- **Extract**:
What is emotional eating?

Emotional eating (or stress eating) is using food to make yourself feel better—eating to satisfy emotional needs, rather than to satisfy physical hunger. You might reach for a pint of ice cream when you’re feeling down, order a pizza if you’re bored or lonely, or swing by the drive-through after a stressful day at work.

Occasionally using food as a pick-me-up, a reward, or to celebrate isn’t necessarily a bad thing. But when eating is your primary emotional coping mechanism—when your first impulse is to open the refrigerator whenever you’re stressed, upset, angry, lonely, exhausted, or bored—you get stuck in an unhealthy cycle where the real feeling or problem is never addressed.

Emotional hunger can’t be filled with food. Eating may feel good in the moment, but the feelings that triggered the eating are still there. And you often feel worse than you did before because of the unnecessary calories you’ve just consumed.

- **Required actions**:
1. For each statement below, say yes or no to whether it agrees with the passage on emotional eating, and quote the words of the passage that decide it.
(a) The passage gives stress eating as another name for emotional eating.
(b) The passage says that eating makes the feelings that triggered it go away.
(c) The passage says that occasionally using food as a reward is not necessarily a bad thing.
2. Carry the passage on emotional eating further, beginning right after its final sentence.

- **Data provided**:
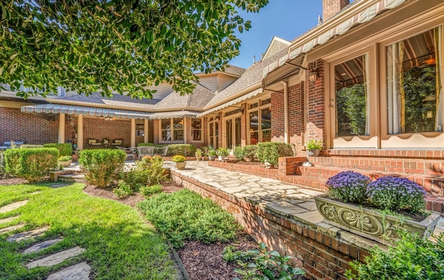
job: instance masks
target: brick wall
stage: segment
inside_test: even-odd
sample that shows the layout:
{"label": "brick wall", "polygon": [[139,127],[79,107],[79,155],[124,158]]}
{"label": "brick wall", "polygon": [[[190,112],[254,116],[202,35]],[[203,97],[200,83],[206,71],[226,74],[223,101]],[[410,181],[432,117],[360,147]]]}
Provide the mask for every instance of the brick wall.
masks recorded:
{"label": "brick wall", "polygon": [[[305,90],[304,82],[289,87],[289,135],[290,143],[294,145],[295,156],[301,156],[305,145]],[[305,155],[304,155],[305,156]]]}
{"label": "brick wall", "polygon": [[131,145],[130,120],[116,120],[105,121],[103,118],[83,117],[83,148],[89,149],[88,138],[102,140],[108,138],[111,142],[114,139],[123,139],[123,147]]}
{"label": "brick wall", "polygon": [[322,16],[324,21],[339,13],[350,3],[350,0],[323,0]]}
{"label": "brick wall", "polygon": [[[321,140],[325,143],[325,110],[324,94],[324,63],[316,61],[318,70],[318,79],[314,84],[307,83],[308,90],[305,94],[305,142],[310,139]],[[307,77],[308,81],[308,77]],[[291,111],[291,110],[290,110]],[[324,147],[325,149],[325,147]]]}
{"label": "brick wall", "polygon": [[284,110],[284,93],[271,94],[271,141],[284,142],[285,112]]}
{"label": "brick wall", "polygon": [[0,107],[0,144],[11,140],[26,140],[27,144],[56,143],[58,122],[22,113],[19,108]]}
{"label": "brick wall", "polygon": [[355,259],[363,261],[368,255],[366,249],[357,245],[359,241],[347,241],[326,228],[296,220],[295,216],[280,215],[173,170],[171,177],[175,182],[212,199],[232,213],[257,240],[281,254],[294,256],[293,261],[305,270],[308,277],[345,280],[343,274],[350,269],[348,263]]}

- **Exercise answers**:
1.
(a) Yes: "Emotional eating (or stress eating)"
(b) No: "the feelings that triggered the eating are still there"
(c) Yes: "Occasionally using food as a pick-me-up, a reward, or to celebrate isn’t necessarily a bad thing."

2.
No matter how powerless you feel over food and your feelings, it is possible to make a positive change. You can find healthier ways to deal with your emotions, learn to eat mindfully instead of mindlessly, regain control of your weight, and finally put a stop to emotional eating.

Are you an emotional eater?

  • Do you eat more when you’re feeling stressed?
  • Do you eat when you’re not hungry or when you’re full?
  • Do you eat to feel better (to calm and soothe yourself when you’re sad, mad, bored, anxious, etc.)?
  • Do you reward yourself with food?
  • Do you regularly eat until you’ve stuffed yourself?
  • Does food make you feel safe? Do you feel like food is a friend?
  • Do you feel powerless or out of control around food?

The difference between emotional hunger and physical hunger

Emotional hunger can be powerful, so it’s easy to mistake it for physical hunger. But there are clues you can look for to help you tell physical and emotional hunger apart.

Emotional hunger comes on suddenly. It hits you in an instant and feels overwhelming and urgent. Physical hunger, on the other hand, comes on more gradually. The urge to eat doesn’t feel as dire or demand instant satisfaction (unless you haven’t eaten for a very long time).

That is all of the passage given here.